* [EXERCISE AIM] Each line from the one that has "Where in this photo can the oven door be" through the end of the entries below must be written out exactly; leave out all other lines.

* [Stored data entries]
- - -

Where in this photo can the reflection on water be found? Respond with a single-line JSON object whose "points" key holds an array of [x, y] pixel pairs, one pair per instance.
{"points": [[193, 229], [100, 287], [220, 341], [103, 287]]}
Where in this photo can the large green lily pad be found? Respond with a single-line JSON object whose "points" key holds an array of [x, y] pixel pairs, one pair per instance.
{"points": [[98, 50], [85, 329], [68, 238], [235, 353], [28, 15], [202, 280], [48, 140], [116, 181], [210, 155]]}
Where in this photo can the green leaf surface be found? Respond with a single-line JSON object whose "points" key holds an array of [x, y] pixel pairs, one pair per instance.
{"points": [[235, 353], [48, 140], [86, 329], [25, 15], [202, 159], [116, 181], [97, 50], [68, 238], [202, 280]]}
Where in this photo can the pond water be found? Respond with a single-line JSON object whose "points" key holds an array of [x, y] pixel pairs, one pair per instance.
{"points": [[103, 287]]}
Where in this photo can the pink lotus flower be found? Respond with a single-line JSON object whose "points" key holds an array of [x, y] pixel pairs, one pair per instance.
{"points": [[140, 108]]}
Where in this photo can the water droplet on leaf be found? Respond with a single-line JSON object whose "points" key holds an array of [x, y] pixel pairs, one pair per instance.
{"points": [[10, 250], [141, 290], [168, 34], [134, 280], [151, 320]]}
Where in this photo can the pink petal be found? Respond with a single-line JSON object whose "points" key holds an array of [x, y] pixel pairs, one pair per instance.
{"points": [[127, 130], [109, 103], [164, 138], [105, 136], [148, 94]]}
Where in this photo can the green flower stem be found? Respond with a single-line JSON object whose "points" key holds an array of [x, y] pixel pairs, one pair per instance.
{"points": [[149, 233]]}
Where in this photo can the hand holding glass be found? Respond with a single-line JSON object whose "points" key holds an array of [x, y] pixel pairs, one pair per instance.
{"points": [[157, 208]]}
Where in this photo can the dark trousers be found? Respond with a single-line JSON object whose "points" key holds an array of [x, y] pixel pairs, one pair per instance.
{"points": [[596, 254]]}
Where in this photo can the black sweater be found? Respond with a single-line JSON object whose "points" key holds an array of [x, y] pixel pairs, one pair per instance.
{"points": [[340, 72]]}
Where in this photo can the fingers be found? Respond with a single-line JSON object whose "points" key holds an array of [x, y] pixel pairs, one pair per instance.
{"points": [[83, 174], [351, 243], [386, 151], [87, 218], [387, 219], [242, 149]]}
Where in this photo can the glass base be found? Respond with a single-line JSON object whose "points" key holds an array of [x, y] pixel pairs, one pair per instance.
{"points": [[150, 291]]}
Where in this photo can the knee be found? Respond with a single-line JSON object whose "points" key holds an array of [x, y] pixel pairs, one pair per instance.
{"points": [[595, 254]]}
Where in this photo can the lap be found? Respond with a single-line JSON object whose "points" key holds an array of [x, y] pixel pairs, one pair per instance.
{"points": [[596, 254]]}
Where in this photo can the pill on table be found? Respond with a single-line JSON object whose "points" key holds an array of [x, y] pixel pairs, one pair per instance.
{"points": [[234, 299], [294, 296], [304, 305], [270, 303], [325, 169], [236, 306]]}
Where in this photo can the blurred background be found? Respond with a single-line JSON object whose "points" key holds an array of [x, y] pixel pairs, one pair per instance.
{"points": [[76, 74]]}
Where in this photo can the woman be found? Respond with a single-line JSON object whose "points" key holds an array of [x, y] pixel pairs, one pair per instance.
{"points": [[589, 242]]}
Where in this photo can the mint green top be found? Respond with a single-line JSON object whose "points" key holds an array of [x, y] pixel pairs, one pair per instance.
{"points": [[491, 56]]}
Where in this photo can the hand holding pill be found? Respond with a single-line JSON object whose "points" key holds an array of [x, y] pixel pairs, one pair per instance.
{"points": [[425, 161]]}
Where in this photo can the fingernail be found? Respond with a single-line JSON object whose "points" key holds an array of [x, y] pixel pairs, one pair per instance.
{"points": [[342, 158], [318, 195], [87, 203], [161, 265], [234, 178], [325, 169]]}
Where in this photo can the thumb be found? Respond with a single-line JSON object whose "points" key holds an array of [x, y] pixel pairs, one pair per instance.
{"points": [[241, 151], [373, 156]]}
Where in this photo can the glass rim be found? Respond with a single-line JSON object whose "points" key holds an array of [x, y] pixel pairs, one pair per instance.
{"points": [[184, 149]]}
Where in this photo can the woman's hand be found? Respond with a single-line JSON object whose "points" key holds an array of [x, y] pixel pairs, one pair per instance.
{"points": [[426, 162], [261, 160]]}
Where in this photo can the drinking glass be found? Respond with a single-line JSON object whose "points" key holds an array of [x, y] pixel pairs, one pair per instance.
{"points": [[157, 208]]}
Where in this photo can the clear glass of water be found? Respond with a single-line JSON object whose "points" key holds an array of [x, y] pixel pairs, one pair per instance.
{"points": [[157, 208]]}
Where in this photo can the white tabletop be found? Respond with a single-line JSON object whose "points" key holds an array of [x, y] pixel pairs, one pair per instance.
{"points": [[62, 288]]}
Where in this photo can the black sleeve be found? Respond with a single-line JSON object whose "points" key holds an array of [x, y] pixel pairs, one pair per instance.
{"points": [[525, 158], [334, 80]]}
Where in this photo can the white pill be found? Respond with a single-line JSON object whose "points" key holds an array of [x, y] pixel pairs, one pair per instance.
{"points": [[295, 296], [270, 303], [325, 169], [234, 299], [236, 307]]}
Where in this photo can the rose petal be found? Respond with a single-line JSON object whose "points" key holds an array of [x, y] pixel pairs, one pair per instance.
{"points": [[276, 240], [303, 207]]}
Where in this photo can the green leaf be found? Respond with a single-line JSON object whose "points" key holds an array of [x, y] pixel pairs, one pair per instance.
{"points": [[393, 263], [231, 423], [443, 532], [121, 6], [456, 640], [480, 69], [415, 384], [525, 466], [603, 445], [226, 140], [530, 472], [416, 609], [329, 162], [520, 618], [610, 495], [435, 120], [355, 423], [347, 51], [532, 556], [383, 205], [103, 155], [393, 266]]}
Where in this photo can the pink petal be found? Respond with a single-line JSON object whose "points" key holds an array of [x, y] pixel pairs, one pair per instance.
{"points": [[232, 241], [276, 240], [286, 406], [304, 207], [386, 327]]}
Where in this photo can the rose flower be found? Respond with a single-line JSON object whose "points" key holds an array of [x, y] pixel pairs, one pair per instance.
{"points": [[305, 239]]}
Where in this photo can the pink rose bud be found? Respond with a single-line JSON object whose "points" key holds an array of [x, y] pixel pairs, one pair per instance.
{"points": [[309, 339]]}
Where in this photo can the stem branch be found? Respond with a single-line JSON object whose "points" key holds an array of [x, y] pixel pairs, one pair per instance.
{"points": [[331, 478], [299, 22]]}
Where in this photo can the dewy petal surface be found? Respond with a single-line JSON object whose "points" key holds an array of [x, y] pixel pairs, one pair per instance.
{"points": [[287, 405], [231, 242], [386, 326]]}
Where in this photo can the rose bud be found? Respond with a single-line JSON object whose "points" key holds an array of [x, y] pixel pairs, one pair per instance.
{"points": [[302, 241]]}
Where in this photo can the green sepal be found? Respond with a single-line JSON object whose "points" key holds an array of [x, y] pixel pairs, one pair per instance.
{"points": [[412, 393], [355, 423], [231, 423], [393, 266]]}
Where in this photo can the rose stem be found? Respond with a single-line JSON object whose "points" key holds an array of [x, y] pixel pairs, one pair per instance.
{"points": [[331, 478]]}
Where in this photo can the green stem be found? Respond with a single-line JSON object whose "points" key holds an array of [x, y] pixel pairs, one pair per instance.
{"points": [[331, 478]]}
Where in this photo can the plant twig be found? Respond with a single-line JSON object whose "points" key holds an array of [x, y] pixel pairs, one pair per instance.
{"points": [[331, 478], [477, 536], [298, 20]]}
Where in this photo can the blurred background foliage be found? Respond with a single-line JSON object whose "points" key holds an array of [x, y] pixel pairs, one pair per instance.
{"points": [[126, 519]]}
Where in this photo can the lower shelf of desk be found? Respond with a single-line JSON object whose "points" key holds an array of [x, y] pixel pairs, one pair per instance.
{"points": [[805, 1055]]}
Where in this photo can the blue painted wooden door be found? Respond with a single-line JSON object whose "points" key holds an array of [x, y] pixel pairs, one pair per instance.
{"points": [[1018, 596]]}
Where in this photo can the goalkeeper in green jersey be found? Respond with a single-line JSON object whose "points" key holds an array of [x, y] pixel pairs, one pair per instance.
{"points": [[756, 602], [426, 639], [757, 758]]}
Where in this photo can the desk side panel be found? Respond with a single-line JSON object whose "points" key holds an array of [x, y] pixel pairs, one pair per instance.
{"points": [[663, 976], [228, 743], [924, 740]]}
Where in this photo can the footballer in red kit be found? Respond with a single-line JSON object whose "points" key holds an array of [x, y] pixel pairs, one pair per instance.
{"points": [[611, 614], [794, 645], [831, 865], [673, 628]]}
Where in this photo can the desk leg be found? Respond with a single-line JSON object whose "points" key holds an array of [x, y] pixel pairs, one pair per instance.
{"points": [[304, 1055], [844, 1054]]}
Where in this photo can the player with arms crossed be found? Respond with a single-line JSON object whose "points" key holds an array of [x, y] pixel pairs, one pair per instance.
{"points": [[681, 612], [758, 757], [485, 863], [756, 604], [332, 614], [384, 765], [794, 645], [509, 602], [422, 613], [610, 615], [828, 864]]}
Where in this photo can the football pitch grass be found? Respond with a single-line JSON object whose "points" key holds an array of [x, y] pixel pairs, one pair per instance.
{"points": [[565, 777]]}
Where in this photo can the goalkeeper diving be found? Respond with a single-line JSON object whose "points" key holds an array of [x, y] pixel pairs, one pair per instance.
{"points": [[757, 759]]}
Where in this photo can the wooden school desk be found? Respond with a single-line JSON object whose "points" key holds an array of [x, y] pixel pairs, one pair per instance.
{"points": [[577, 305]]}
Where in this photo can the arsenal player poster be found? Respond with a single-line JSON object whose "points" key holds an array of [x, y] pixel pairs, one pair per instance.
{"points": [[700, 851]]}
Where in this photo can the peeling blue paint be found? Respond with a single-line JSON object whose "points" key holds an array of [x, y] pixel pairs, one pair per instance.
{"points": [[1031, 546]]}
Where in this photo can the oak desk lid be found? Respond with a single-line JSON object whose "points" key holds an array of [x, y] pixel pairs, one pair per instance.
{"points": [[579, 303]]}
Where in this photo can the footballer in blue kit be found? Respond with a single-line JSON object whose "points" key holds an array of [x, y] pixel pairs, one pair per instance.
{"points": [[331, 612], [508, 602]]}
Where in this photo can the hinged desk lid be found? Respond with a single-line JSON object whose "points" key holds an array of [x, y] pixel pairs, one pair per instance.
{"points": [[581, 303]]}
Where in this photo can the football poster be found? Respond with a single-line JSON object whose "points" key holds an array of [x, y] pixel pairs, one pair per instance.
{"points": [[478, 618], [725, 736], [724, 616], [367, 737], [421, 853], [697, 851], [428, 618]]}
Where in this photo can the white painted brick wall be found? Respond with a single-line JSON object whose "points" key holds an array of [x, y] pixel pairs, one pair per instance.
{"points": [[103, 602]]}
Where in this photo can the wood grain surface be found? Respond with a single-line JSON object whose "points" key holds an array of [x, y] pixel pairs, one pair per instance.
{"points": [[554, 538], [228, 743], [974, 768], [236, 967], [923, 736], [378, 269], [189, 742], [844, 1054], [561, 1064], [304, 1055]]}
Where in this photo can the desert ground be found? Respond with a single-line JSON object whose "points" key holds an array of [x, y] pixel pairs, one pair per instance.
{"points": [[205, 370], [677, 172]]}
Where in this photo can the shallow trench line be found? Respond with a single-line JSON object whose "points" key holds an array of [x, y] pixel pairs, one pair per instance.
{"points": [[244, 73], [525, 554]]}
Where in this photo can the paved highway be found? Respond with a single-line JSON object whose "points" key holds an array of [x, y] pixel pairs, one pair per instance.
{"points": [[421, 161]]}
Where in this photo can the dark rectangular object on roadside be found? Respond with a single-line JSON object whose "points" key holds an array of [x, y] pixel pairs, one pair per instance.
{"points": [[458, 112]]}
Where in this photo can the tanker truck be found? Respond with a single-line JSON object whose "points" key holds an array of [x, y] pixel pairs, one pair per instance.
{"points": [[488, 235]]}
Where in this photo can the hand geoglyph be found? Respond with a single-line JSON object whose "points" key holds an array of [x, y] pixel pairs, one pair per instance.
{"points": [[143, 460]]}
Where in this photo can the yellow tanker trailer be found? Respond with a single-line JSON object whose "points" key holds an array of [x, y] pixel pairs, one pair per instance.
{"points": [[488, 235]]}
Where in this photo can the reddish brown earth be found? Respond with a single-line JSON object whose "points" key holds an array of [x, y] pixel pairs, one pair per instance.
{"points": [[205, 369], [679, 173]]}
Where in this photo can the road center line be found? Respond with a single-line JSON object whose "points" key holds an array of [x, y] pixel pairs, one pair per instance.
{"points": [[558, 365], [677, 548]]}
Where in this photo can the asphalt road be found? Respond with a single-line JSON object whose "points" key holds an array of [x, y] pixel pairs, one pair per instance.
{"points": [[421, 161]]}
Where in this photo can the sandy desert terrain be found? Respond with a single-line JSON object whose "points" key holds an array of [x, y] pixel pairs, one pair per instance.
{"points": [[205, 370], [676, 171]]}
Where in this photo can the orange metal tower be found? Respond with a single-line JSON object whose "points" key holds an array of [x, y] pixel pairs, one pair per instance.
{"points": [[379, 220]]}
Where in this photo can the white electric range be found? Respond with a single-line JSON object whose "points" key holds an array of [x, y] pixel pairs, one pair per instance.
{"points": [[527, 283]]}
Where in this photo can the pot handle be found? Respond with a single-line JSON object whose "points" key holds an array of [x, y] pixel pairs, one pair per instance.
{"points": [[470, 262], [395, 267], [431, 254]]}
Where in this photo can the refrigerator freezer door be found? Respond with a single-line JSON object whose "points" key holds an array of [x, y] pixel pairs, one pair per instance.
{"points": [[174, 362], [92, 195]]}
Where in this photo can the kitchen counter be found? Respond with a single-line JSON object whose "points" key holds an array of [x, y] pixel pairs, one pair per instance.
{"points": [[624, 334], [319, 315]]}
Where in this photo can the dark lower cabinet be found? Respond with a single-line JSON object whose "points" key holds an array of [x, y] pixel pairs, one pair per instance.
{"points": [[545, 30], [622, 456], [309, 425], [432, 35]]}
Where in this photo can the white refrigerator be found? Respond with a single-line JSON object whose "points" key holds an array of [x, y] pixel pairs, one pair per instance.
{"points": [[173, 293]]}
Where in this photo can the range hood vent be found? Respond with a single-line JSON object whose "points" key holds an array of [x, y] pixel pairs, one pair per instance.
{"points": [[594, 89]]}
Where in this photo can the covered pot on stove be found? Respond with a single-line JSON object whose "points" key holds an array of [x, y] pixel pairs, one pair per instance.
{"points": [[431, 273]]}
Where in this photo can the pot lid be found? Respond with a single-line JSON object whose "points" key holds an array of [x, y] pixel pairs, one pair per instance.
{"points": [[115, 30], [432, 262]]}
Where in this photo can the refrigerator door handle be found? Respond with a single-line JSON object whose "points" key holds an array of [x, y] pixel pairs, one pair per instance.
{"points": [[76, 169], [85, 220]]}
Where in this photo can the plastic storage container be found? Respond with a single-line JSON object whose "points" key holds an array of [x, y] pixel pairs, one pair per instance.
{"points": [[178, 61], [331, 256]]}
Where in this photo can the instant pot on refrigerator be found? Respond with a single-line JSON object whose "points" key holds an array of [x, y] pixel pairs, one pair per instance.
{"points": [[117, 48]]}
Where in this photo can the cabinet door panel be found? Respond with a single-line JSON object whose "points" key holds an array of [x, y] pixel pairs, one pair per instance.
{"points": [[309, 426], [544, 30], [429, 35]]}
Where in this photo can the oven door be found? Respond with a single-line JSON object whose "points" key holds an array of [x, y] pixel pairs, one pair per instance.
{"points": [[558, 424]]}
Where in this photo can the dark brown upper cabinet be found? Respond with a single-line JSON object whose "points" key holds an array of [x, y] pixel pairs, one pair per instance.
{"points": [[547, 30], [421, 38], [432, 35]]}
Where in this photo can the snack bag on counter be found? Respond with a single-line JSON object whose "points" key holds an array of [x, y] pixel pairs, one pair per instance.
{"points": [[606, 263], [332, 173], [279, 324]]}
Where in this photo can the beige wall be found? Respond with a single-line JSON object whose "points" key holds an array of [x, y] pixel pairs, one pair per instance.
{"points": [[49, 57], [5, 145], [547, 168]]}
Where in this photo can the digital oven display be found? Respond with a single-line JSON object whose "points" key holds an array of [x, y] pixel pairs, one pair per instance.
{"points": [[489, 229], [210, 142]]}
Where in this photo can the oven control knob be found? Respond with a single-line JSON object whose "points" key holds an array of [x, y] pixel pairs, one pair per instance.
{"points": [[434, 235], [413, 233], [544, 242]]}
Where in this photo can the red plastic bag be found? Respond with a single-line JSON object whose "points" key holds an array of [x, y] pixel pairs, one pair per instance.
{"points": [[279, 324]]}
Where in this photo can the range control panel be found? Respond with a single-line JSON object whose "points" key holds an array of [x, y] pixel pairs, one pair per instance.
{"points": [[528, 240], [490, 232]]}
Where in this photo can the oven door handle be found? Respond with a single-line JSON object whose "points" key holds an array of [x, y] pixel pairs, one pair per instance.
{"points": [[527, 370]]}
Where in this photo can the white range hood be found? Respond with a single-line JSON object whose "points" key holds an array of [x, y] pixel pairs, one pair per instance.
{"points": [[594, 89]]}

- - -

* [ANSWER]
Where in this photo can the oven door be found? Respond with a single-line JSON object whose "points" key holds an array of [x, y] pixel pairs, one pair per instance.
{"points": [[558, 424]]}
Where in this photo can the dark brown upper cabinet be found? Respond with a single-line JSON object whose "points" key holds an array of [x, y] pixel pairs, one pair per instance.
{"points": [[547, 30], [421, 38], [432, 35]]}
Where in this photo can the snack bag on counter be found? Respond with a single-line JSON object whose "points" key holds an array of [x, y] pixel pairs, one pair per instance.
{"points": [[606, 263], [332, 173], [279, 324]]}
Where in this photo can the beige wall be found? Respond with a single-line JSON object whose "points" key holds an array of [x, y] pixel pairs, one pair per instance.
{"points": [[49, 57], [5, 145], [547, 168]]}
Where in this photo can the digital oven display be found? Respond with a single-line JSON object whose "points" key holds an array of [x, y] pixel pairs, one pair per instance.
{"points": [[489, 229], [210, 142]]}
Where in this photo can the oven control knob be found? Respond with a single-line JSON object whose "points" key holds an array of [x, y] pixel pairs, one pair per instance.
{"points": [[434, 235], [413, 233], [544, 242]]}
Where in this photo can the red plastic bag be found? Respond with a single-line JSON object whose "points" key holds an array of [x, y] pixel pairs, one pair per instance.
{"points": [[279, 324]]}
Where in this photo can the range control panel be found? Respond with a single-line JSON object whose "points" key holds an array of [x, y] pixel pairs, one pair per instance.
{"points": [[528, 240], [490, 232]]}
Where in this photo can the oven door handle be found? Respond with a single-line JSON object whose "points" key holds an array of [x, y] pixel pairs, one pair per instance.
{"points": [[527, 370]]}
Where in this photo can the white range hood be found? Respond with a single-line JSON object whose "points" key holds an array of [x, y] pixel pairs, one pair per instance.
{"points": [[594, 89]]}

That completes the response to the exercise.